## Task brief
Reproduce the part of the scaffold sterilization passage below, starting at "To facilitate cell" and ending at "(26, 47, 48).".

Scaffold sterilization, stability, and degradation

To facilitate cell seeding, we incorporated scaffolds into a commercially available 12-mm polyester transwell cell culture insert (Corning Costar Snapwell, Sigma-Aldrich) before sterilization (Fig. 5, A to C). To mount scaffolds into the insert, we used a 5-mm biopsy punch to create a round hole in the center of the polyester transwell membrane, which is the approximate diameter of the human macula (27). Scaffolds were then mounted in the center of the transwell membrane and secured with soft PDMS as an adhesive (Fig. 5A). Transwell inserts were snapped into holders (Fig. 5B) and placed in a six-well plate (Fig. 5C). Scaffolds were treated with O2 plasma to enhance the surface hydrophilicity and, thus, microstructure wettability, preventing microbubbles from forming within each capture well (fig. S9) and promoting uniform cell seeding in the capture wells (26, 47, 48).

Fig. 5 Generation of PGS ice cube tray PR scaffold constructs.

(A to C) Low-magnification photographic images depicting scaffold mounting into the transwell insert. (A) Transwell insert with PGS scaffold below. The outer edge of the scaffold was glued to the transwell insert with soft PDMS. The area of the transwell insert removed to mount scaffolds was 19.6 mm2 (internal diameter, 5 mm). (B) Transwell insert holder with a PGS ice cube tray scaffold mounted into a transwell insert. (C) Six-transwell scaffold cell culture system. (D to F) Laminin-coated ice cube tray scaffolds are readily filled with hPSC-derived CRX+/tdTomato-expressing PRs. (D) 3D rendering of a scaffold (176 μm by 185 μm by 22 μm) confirms successful capture of multiple PRs (labeled in red) in individual capture wells. Cell nuclei are labeled with 4′,6-diamidino-2-phenylindole (DAPI) (blue). (E) Cells were seeded onto scaffolds at varying densities to determine the minimum number required to achieve the maximum carrying capacity of CRX+/tdTomato-PRs per well. Median (bold dashes) and quartiles (fine dashes) are shown within individual violin plots. (F) Scaffolds seeded with CRX+/tdTomato-PRs (RFP+, red) contain both ARR3-expressing cone PRs (green) and NR2E3-expressing rod PRs (pink). A 3D lateral view of the scaffold demonstrates relatively even distribution of ARR3+ cones and NR2E3+ rods. 3D rendering is 644 μm by 644 μm by 20 μm. Photo Credit: In-Kyu Lee, Department of Electrical and Computer Engineering, University of Wisconsin–Madison.

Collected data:
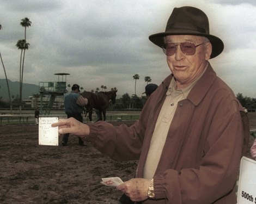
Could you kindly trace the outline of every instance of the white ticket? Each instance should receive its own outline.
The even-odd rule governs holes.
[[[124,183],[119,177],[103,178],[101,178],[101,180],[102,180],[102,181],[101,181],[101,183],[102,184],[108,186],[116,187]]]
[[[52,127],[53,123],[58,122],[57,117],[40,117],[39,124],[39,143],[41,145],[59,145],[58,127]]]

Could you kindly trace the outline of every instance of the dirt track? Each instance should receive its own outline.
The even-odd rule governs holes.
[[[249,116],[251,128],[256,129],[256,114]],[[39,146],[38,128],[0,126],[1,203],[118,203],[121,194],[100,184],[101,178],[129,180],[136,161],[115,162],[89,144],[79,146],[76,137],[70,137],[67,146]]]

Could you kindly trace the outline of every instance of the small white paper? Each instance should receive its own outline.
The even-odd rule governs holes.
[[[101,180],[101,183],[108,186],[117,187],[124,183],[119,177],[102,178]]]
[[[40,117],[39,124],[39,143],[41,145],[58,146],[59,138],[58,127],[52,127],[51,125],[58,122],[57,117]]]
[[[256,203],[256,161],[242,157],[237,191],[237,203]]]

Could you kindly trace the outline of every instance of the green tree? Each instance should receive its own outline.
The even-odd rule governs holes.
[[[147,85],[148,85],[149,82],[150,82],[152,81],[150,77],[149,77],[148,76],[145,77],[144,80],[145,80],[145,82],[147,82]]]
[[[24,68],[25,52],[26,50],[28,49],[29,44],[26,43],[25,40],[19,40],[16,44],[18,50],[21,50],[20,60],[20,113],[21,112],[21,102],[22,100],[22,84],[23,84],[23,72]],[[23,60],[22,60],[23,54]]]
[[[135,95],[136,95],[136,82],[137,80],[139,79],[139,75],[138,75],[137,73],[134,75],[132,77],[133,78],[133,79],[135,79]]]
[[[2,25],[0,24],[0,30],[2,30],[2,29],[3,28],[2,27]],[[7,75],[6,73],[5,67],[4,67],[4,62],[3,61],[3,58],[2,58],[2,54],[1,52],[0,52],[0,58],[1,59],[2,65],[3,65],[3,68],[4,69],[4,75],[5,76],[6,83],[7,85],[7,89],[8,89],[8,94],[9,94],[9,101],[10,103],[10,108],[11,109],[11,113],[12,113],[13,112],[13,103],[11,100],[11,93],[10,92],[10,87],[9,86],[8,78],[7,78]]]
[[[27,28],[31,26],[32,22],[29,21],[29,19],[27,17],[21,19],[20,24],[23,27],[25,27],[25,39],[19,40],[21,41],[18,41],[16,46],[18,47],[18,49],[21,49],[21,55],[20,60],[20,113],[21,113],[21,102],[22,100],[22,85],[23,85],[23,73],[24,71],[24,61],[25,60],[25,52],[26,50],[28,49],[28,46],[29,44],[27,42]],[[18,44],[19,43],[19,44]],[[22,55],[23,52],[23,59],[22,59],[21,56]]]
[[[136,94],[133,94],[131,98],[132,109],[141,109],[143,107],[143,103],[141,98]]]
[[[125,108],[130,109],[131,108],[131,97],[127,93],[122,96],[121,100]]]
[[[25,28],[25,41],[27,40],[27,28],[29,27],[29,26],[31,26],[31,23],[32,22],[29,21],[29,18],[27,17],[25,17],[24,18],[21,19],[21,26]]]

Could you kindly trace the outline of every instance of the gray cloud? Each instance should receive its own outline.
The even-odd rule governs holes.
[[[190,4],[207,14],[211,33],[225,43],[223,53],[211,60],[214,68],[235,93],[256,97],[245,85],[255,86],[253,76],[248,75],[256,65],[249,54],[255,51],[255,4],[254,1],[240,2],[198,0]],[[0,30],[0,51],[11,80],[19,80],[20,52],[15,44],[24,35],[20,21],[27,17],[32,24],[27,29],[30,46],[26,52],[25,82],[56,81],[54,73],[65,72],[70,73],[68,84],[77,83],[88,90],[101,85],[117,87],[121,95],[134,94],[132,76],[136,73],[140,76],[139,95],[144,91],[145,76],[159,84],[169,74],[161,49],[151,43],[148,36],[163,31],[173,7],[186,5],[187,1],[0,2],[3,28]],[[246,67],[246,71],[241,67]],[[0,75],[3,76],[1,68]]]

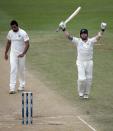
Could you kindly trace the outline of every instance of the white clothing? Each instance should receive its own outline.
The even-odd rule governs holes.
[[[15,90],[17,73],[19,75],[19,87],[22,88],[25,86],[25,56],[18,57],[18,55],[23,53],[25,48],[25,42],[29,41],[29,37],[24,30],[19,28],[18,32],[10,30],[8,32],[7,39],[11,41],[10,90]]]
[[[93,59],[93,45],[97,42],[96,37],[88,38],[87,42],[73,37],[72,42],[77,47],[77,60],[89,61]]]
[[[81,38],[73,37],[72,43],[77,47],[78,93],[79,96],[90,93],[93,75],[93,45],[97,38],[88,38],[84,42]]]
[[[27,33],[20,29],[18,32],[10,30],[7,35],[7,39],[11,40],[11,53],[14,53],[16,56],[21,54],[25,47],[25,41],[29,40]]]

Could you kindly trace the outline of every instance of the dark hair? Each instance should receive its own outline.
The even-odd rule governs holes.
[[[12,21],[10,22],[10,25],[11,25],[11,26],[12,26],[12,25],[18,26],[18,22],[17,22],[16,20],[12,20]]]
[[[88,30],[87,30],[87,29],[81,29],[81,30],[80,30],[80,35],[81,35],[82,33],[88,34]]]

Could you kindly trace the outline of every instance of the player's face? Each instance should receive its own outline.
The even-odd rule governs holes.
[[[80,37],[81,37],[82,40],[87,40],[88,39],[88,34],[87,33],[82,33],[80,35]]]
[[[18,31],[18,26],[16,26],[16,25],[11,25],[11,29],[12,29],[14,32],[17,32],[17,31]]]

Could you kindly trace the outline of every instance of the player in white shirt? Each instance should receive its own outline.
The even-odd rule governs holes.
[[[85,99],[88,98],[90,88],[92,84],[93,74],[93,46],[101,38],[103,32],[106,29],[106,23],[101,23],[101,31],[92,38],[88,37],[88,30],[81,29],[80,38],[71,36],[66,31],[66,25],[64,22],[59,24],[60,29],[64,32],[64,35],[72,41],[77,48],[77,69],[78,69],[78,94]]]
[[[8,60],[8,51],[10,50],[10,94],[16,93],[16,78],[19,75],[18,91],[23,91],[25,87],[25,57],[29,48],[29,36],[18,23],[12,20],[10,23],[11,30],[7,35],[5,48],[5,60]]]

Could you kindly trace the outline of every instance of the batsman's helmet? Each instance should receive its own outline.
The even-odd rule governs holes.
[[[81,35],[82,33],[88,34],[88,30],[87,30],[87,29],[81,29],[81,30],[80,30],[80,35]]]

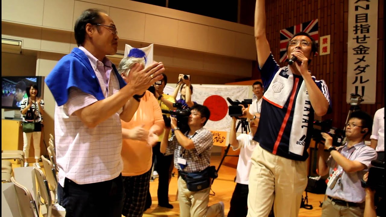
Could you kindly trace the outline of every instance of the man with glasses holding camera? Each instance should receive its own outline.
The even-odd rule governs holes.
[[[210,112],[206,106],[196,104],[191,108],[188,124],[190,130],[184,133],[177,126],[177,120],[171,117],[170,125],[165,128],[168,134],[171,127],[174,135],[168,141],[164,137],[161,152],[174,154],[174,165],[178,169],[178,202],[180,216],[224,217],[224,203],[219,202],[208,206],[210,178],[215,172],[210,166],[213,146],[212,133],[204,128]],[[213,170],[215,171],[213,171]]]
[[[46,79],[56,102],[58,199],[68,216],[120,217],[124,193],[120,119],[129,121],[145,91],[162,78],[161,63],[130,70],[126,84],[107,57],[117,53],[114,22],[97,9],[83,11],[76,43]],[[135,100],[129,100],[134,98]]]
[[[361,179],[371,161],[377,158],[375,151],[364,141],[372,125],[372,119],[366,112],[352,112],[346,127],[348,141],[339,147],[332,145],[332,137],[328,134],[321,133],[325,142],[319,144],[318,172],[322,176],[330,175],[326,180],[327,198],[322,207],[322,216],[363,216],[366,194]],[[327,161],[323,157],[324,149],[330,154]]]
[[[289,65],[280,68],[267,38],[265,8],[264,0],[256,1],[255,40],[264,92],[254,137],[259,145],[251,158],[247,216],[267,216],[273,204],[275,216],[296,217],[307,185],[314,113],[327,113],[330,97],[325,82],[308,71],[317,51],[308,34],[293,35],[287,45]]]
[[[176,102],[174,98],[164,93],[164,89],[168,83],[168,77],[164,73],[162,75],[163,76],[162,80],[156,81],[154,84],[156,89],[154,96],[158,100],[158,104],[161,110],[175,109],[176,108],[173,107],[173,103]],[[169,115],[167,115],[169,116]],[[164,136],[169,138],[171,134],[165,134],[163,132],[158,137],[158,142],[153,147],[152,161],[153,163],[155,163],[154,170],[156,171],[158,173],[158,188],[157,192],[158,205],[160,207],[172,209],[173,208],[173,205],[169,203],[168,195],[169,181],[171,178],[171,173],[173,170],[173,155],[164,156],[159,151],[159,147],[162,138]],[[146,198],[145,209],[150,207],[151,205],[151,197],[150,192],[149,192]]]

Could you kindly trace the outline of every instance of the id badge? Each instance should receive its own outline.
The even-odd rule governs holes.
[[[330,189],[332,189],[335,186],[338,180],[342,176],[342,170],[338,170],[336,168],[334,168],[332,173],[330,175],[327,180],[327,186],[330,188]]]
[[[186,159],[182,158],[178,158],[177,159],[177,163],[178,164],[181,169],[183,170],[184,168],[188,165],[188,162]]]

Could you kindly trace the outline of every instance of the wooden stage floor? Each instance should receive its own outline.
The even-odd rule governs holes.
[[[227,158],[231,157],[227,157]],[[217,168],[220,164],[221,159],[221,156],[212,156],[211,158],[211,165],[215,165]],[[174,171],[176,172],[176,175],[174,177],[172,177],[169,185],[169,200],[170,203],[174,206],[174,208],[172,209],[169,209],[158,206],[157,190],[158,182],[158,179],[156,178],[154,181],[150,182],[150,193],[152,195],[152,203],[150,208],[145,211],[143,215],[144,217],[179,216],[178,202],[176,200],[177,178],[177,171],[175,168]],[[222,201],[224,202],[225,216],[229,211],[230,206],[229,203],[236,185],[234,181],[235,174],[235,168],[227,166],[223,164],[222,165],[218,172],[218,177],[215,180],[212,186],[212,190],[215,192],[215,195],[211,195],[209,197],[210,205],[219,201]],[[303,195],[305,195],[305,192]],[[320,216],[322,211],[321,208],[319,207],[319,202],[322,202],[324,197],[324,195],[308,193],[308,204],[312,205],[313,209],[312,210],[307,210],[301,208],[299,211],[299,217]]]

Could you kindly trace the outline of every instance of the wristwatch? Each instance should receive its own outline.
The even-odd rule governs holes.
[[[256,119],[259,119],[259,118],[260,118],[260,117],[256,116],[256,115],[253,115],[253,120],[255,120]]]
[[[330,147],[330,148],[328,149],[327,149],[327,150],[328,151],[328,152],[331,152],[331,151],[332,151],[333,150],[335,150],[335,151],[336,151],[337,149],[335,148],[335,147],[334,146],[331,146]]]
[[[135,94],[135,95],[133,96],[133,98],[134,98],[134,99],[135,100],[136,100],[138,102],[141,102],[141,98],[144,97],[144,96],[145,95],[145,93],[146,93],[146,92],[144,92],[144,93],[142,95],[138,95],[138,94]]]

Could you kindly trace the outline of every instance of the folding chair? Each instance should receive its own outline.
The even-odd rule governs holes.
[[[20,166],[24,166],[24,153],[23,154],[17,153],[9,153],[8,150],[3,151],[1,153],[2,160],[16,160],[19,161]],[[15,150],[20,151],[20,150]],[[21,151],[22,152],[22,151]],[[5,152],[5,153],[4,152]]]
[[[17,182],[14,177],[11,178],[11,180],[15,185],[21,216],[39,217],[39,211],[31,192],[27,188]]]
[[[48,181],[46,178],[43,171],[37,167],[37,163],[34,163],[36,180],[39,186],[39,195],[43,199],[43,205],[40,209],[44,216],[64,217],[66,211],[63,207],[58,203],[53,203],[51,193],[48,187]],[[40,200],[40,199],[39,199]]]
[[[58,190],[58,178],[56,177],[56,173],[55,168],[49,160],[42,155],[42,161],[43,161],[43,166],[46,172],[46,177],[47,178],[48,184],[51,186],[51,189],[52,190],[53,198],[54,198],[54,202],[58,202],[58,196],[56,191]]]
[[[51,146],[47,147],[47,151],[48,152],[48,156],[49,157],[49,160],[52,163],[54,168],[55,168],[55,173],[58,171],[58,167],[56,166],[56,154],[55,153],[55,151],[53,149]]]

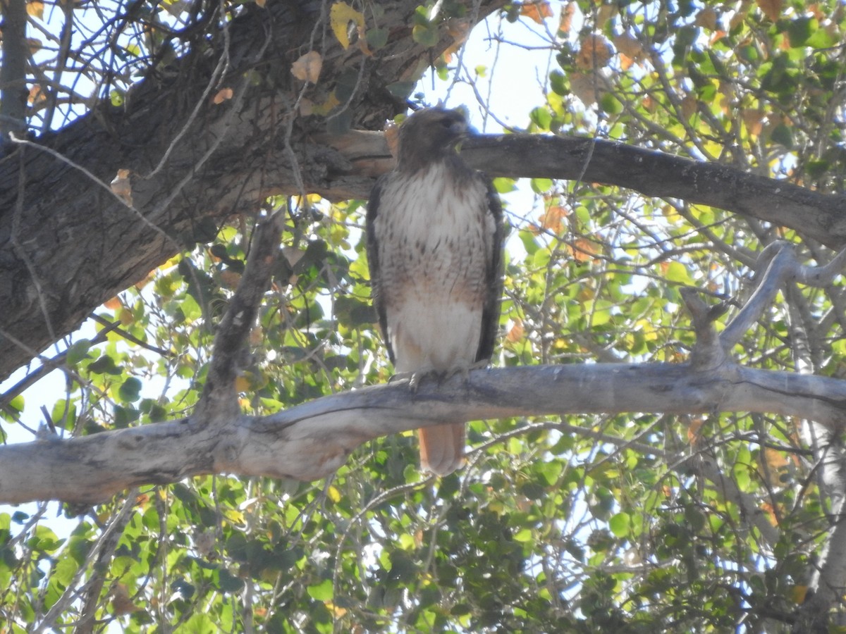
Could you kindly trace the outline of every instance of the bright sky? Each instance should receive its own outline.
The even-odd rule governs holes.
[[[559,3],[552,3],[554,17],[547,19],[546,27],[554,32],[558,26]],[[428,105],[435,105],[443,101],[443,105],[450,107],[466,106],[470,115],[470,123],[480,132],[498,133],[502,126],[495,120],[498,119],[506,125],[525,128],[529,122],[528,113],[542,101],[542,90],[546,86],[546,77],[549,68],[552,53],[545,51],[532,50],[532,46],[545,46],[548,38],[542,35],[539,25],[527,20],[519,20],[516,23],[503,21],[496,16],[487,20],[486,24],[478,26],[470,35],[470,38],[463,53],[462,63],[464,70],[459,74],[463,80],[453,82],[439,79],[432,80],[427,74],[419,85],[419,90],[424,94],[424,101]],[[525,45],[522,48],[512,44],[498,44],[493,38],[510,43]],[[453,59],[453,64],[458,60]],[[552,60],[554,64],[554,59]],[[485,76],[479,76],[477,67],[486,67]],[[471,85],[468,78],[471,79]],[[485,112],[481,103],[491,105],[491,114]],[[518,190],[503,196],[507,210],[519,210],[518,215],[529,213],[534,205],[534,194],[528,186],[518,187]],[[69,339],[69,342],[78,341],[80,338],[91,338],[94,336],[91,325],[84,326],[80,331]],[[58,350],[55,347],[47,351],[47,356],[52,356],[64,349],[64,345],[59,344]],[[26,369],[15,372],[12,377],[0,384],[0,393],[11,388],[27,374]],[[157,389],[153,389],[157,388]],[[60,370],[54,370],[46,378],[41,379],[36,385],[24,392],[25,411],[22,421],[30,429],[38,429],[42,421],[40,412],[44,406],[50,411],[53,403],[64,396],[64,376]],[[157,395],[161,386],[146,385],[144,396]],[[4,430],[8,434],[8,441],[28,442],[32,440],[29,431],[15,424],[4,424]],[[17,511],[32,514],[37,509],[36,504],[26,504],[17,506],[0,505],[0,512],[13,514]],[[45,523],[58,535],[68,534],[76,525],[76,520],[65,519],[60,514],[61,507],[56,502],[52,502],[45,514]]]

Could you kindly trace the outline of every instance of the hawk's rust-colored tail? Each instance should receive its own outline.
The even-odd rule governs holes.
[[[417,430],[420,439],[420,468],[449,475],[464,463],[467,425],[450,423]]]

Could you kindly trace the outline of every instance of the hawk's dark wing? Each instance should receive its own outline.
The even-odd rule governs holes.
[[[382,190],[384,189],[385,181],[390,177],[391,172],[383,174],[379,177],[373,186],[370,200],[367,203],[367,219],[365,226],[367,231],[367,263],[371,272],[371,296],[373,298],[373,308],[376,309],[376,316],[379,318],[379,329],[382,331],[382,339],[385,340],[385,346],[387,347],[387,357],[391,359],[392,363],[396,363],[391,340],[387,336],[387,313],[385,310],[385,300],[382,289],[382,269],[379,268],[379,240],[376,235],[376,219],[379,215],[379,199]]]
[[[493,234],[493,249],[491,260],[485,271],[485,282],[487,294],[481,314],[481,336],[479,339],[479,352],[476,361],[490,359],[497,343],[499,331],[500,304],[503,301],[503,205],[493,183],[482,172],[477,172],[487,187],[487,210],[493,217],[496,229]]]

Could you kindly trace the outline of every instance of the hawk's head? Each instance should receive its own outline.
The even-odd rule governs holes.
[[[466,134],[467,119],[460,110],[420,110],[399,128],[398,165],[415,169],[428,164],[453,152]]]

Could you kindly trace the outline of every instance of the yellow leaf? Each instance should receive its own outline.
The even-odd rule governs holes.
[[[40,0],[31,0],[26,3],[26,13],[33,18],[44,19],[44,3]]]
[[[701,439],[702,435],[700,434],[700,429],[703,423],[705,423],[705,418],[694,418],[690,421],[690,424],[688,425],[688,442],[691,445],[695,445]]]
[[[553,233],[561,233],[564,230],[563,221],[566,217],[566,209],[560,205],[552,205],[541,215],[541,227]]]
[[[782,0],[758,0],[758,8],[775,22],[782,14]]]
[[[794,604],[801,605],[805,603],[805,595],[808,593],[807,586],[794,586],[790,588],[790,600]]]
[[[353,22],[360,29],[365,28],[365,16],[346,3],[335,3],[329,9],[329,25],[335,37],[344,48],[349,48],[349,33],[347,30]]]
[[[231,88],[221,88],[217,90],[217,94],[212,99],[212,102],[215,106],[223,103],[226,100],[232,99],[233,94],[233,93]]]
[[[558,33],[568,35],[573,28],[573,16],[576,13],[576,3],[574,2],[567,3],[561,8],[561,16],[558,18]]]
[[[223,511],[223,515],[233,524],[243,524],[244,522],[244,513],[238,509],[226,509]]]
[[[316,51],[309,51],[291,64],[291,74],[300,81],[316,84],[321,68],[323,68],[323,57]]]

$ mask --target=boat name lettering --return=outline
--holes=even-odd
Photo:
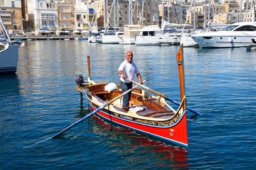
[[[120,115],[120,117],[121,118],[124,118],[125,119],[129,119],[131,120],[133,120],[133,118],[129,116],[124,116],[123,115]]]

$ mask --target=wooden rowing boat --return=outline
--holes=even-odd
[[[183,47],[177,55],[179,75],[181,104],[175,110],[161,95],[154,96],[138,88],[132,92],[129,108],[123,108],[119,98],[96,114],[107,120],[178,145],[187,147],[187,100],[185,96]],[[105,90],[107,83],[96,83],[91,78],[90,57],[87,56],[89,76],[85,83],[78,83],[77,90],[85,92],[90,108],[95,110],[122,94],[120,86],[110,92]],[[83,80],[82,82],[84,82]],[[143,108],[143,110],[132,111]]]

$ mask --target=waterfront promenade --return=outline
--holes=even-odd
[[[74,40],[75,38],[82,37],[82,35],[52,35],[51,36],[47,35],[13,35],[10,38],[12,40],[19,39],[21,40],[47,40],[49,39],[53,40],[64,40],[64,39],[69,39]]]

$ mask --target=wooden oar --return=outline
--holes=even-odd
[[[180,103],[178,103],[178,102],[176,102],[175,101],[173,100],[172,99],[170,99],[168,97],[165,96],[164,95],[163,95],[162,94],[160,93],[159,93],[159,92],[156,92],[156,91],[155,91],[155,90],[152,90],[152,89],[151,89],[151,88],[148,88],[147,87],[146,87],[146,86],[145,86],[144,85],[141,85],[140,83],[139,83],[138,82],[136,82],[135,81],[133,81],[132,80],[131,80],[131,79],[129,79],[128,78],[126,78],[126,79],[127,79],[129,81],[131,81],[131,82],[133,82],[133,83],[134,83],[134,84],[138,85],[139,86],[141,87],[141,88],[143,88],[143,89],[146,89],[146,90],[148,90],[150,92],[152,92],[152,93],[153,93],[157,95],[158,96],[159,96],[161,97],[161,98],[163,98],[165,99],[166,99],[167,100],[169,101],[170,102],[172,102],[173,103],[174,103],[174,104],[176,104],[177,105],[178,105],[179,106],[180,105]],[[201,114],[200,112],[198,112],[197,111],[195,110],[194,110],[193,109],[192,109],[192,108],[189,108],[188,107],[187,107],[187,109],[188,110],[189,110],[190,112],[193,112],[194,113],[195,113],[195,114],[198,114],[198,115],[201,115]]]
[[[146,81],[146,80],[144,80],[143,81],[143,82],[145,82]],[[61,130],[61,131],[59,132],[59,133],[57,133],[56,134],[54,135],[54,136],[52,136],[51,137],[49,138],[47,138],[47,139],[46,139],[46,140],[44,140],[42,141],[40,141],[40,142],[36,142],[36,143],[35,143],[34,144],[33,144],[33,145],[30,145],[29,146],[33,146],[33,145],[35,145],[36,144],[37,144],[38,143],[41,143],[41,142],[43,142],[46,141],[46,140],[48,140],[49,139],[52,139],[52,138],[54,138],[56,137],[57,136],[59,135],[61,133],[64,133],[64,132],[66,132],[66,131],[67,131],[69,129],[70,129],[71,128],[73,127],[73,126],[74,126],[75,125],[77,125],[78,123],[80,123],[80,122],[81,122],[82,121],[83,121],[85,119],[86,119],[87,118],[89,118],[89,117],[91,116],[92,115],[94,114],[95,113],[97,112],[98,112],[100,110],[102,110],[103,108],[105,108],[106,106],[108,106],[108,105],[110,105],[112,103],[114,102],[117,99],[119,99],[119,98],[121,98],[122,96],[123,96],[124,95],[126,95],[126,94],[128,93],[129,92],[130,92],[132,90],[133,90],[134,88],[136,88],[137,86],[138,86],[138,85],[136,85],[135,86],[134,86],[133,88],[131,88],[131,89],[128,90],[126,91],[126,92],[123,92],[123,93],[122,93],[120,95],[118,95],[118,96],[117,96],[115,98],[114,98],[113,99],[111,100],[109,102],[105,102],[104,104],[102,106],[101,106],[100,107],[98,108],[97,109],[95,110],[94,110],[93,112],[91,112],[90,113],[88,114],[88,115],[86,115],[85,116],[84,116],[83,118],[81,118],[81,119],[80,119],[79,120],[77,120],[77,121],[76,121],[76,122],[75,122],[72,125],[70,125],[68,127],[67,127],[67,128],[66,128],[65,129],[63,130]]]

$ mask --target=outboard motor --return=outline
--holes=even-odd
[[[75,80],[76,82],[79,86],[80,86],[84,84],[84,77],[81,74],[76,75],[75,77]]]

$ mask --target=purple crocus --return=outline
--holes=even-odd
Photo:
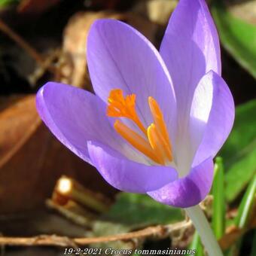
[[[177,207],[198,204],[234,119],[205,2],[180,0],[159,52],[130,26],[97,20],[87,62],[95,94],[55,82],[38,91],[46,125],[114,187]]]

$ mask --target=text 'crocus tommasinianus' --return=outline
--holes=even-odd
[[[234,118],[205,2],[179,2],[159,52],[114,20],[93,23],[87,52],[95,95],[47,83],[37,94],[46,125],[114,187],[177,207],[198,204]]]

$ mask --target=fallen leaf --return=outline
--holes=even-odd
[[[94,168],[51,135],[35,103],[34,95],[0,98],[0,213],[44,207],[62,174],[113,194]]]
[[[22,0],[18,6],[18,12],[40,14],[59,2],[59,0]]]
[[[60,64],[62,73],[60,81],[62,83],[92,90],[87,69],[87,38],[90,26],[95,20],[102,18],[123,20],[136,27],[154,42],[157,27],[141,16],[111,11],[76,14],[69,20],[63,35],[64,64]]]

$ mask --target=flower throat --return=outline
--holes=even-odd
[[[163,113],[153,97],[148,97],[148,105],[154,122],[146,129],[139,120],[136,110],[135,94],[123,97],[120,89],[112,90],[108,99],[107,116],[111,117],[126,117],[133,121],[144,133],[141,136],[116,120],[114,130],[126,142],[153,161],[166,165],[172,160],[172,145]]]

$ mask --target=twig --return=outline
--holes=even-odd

## Completed exercise
To facilitate cell seeding, we incorporated scaffolds into a commercially available 12-mm polyester transwell cell culture insert (Corning Costar Snapwell, Sigma-Aldrich) before sterilization (Fig. 5, A to C). To mount scaffolds into the insert, we used a 5-mm biopsy punch to create a round hole in the center of the polyester transwell membrane, which is the approximate diameter of the human macula (27). Scaffolds were then mounted in the center of the transwell membrane and secured with soft PDMS as an adhesive (Fig. 5A). Transwell inserts were snapped into holders (Fig. 5B) and placed in a six-well plate (Fig. 5C). Scaffolds were treated with O2 plasma to enhance the surface hydrophilicity and, thus, microstructure wettability, preventing microbubbles from forming within each capture well (fig. S9) and promoting uniform cell seeding in the capture wells (26, 47, 48).